• _Source data_:
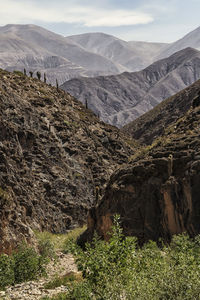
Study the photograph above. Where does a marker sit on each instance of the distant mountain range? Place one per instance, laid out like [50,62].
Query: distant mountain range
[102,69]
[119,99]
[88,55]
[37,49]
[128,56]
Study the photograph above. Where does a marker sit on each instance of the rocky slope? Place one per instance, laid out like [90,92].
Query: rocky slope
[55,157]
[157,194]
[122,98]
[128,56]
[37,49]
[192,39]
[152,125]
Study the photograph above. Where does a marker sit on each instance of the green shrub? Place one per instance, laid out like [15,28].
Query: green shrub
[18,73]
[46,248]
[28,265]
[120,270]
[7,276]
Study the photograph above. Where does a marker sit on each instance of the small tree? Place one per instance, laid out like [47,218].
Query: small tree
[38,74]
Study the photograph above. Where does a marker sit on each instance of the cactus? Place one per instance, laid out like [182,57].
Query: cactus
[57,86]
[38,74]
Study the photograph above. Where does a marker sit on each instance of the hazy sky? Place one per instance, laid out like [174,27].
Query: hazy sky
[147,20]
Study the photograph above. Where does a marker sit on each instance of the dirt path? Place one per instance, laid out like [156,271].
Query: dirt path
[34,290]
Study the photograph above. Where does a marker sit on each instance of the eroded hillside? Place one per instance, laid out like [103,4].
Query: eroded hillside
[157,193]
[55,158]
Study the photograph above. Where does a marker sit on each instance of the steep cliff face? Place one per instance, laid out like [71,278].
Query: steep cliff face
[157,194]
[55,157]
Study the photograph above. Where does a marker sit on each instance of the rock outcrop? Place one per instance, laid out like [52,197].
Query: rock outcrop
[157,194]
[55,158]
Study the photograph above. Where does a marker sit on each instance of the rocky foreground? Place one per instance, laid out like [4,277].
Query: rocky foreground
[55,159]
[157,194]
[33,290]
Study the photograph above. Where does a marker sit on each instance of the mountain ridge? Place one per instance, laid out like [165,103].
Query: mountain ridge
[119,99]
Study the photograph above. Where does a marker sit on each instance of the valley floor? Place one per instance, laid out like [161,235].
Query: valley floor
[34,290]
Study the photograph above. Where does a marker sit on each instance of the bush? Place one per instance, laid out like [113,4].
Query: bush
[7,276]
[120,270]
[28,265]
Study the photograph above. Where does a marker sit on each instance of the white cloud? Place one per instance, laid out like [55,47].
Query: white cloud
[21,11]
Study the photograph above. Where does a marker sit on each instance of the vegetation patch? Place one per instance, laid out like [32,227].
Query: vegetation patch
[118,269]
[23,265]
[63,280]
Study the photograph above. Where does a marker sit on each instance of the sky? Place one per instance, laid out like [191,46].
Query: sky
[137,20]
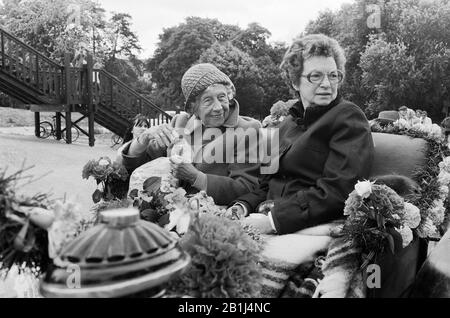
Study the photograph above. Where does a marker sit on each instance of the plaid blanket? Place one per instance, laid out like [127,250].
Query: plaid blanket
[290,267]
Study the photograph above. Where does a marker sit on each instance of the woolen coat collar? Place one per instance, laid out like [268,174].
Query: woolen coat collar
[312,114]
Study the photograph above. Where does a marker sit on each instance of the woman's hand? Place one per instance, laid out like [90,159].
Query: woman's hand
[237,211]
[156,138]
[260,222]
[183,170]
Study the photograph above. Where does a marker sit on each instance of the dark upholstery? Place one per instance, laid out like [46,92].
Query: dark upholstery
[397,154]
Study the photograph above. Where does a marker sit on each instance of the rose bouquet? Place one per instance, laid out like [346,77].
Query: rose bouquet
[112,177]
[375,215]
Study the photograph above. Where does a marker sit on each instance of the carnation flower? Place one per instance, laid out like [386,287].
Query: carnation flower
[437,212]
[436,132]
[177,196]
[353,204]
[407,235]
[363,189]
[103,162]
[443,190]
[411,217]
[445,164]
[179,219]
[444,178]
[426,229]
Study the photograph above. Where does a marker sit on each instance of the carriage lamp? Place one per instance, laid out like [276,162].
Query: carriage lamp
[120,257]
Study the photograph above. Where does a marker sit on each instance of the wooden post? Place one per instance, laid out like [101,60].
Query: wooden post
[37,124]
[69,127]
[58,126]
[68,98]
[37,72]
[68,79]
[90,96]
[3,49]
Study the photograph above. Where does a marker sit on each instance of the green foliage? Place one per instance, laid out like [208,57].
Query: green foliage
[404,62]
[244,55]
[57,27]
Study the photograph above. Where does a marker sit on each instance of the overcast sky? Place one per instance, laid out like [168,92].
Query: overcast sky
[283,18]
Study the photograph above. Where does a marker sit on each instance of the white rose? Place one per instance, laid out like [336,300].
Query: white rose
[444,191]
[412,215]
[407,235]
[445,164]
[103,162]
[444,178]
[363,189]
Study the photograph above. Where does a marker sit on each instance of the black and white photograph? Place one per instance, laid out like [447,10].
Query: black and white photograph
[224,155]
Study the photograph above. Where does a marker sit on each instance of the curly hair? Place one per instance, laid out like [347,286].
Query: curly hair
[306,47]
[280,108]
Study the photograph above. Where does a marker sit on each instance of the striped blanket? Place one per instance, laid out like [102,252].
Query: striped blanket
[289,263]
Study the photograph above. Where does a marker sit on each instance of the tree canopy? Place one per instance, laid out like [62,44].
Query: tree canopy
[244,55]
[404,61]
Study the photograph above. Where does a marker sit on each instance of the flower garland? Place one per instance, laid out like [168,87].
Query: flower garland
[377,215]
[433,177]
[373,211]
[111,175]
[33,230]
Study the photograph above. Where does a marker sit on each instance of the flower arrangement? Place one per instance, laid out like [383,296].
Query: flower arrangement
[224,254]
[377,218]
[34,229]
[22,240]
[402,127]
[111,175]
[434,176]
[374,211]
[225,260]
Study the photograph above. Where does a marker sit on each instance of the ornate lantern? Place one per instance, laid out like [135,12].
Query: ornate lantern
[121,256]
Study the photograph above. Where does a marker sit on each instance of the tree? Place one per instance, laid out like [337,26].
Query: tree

• _Written problem_: Extract exactly the lines between the line containing "out like [347,286]." and the end of the data, including both.

• _Full answer_:
Study the photograph above. Where does a marker sit on each instance of the curly hair? Place one per instance, laid out like [347,286].
Query: curly hair
[306,47]
[280,108]
Study the photograph above. Where does a marker sit on each instance of the striped blanket? Place one per instance, laid out like [102,252].
Query: striped blanket
[289,263]
Study the photograph above. Where does a marker sit on each instance of the tree canopy? Place one per instance, laid out like [62,44].
Query: tree canopy
[244,55]
[404,61]
Study the photograph above. Where does a marker sit on each instance of the flower garland? Place one per instance, laid out like [168,87].
Query: flower garland
[377,215]
[433,177]
[373,211]
[111,175]
[33,230]
Study the photograph above. Where does a marker sit on each instance of the flower arrangement? Place one per instance, laid out like [383,296].
Query: flower arrangement
[224,254]
[377,218]
[34,229]
[22,240]
[402,127]
[111,175]
[434,176]
[374,211]
[225,260]
Study the photograph above. Where does a marker sit on each instance of the ornate lantern? Place one per instance, laid out like [135,12].
Query: ornate lantern
[121,256]
Study the photograph above. Where does a marker sit on each instance of the tree? Place one per instance, laid out like [337,26].
Query: tree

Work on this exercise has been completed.